======== Extracto fuente

Partimos con la máquina llena y avanzamos varias cuadras sin novedad, los pasajeros subían y  bajaban en los paraderos de rigor y hasta ahí todo bien, hasta que topamos con pared, más bien con un parque, que lleva muchos años en el mismo lugar por lo que su presencia no impresionó a nadie salvo al conductor, que se quedó paralizado.  Sin avanzar  y lleno de angustia preguntó de voz en cuello “¿para dónde va esta micro?”. Primero silencio absoluto y luego un sonado “¿qué?”.  La noticia corrió como reguero de pólvora entre los pasajeros  “¡el chofer no sabe para dónde va la micro!” jajaja, y entonces comenzaron las instrucciones.

“Doble a la derecha,
de ahí a la izquierda,
después hay que doblar por una calle….
no, noo” -dice otro-,
“no hay que doblar porque es vía reversible,
siga derecho no más…
no, si, si tiene que doblar, para tomar hacia arriba, si por ahí…
si, si, doble por ahí, a la derecha”.

Por fin el hombre atina, le “achunta”, y sigue avanzando… piiiip-piiiip suena el timbre, “¡pare, pare, que este es paradero, me tengo que bajar…!” puerta abre, puerta cierra. “doble otra vez, es por ahí, si, si, por ahí”

Por fin entramos en tierra derecha y avanzamos varias cuadras a pesar del tráfico, de los atochamientos de la hora punta, y todo bien nuevamente  hasta que de pronto… “¡cuidado, cuidado, cuidaaado! ¡ya  se pasó de largo, tenía que doblar a la izquierda para ir al metro!…
¡mejor ya sígase de frente no más!” -gritan desde atrás-.

Entonces se arma la chacota, “¡llévenos a la casa mejor!  ¡vámonos directo a Puente Alto!” jajaja.  La máquina tiene que rodear media manzana para retomar la ruta correcta, el conductor se disculpa, argumenta que el también es una víctima, que sus jefes le cambian el recorrido tres veces al día todos los días, que no sabe ni donde está parado y para rematar está atrasado; mientras argumenta acelera y frena, acelera y frena, acelera y frena impetuosamente, provocando cabeceos entre los pasajeros que van sentados y trastabillones entre los que van de pie.

La congestión de la hora punta parece ponerlo ansioso y no es para menos; entremedio suena el piiip-piiip del timbre que solicita puerta para bajar, y el  bip-bip de las tarjetas Bip pasando por el cobrador (o validador). Si alguien no paga arriesga una multa, pero si nos descalabramos todos, mala pata.  Continuamos el recorrido, pasajeros suben, pasajeros bajan y entre todos los pasajeros solidariamente seguimos dándole las directrices al chofer, develándole una ruta que para él es un misterio, y así la cooperación  se revela una vez más como la madre de los buenos negocios, win to win como dirían los gringos.

================
======== Muestra de datos

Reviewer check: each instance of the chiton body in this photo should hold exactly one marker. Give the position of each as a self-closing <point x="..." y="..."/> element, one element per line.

================

- [Objetivos]:
(1) Según el relato del viaje en micro, ¿con qué frecuencia le cambian el recorrido al conductor sus jefes?
(2) Transcriba un fragmento del relato del viaje en micro: comience en las palabras “Por fin entramos” y deténgase después de “van de pie.”.

- [Respuestas]:
(1) Tres veces al día, todos los días.

(2)
Por fin entramos en tierra derecha y avanzamos varias cuadras a pesar del tráfico, de los atochamientos de la hora punta, y todo bien nuevamente  hasta que de pronto… “¡cuidado, cuidado, cuidaaado! ¡ya  se pasó de largo, tenía que doblar a la izquierda para ir al metro!…
¡mejor ya sígase de frente no más!” -gritan desde atrás-.

Entonces se arma la chacota, “¡llévenos a la casa mejor!  ¡vámonos directo a Puente Alto!” jajaja.  La máquina tiene que rodear media manzana para retomar la ruta correcta, el conductor se disculpa, argumenta que el también es una víctima, que sus jefes le cambian el recorrido tres veces al día todos los días, que no sabe ni donde está parado y para rematar está atrasado; mientras argumenta acelera y frena, acelera y frena, acelera y frena impetuosamente, provocando cabeceos entre los pasajeros que van sentados y trastabillones entre los que van de pie.